Request: Can you give all the records again without altering a single character?

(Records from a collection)
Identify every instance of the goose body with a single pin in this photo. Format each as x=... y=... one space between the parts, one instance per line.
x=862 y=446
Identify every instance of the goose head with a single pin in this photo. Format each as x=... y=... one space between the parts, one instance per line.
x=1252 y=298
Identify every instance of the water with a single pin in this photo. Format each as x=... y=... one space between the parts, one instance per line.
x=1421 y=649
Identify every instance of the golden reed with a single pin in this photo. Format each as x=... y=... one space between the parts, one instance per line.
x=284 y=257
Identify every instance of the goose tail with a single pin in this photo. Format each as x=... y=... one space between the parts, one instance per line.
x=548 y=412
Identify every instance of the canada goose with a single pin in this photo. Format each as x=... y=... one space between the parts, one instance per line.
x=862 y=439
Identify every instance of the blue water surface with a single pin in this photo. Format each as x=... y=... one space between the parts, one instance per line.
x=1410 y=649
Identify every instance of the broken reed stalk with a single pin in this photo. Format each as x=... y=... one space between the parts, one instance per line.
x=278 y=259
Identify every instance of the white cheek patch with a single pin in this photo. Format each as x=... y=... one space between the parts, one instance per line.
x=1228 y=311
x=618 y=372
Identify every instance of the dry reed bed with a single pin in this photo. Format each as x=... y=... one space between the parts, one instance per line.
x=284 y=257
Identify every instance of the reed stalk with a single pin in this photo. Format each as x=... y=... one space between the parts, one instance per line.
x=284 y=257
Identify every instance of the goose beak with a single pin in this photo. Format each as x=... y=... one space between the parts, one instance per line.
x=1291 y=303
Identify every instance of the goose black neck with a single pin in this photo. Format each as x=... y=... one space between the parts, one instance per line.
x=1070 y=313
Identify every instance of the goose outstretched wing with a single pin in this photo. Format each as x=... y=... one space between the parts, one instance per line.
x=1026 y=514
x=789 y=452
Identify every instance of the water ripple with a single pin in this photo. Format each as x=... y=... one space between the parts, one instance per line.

Output for this task:
Identify every instance of the goose body with a single pin in this photo. Format each as x=... y=... one space between the parts, one instance per line.
x=862 y=446
Identify every instance of the goose head with a single pin in this photo. Format each as x=... y=... one space between the parts, one instance per line.
x=1252 y=298
Identify every instance of the water with a single pin in this photo. Format each as x=... y=... one space between the parts, one instance per line.
x=1421 y=649
Identify every instance of the golden reed with a single pin in this photo. Format each as x=... y=... one space between the parts, one instance per line.
x=284 y=257
Identify every instance of the goose tail with a single pin in this photo. Format each as x=... y=... one space between the parts, one instance per line.
x=548 y=412
Identify every instance of the canada goose with a single pin in this photo. Format each as x=... y=... one space between the parts, one instance per line.
x=862 y=439
Identify every instance of the blue water surface with a single pin in this photo. Format each as x=... y=... one space between the parts, one instance per line.
x=1410 y=649
Identify every instance of the broken reed stalk with a single pin in this photo. Format each as x=... y=... one space between the parts, one instance per line.
x=278 y=259
Identify every instance of the white cheek patch with a single pin in this photo. Format each as x=... y=... one space between the parts, one instance per line.
x=1228 y=311
x=618 y=372
Identify every instance of the dry reed bed with a single pin in this photo. Format each as x=... y=... one space between the parts, one instance per line.
x=284 y=257
Identify every instance of the reed stalk with a single pin in this photo. Format each as x=... y=... one space between the parts, one instance per line.
x=284 y=257
Identify every instance of the goose beak with a single pin in this photo. Format each as x=... y=... one space between the parts, one instance per line.
x=1291 y=303
Identify every instance of the goose black neck with a single pin in this photo. Format each as x=... y=... one space between the parts, one instance per line.
x=1070 y=313
Identify every instance of the goose outstretched wing with a single pin in this photo. Format each as x=... y=... one space between the parts, one instance per line.
x=1026 y=514
x=789 y=452
Identify every instance of the water ripple with a single pin in this photo. Format each as x=... y=... one space between the parts, one instance per line.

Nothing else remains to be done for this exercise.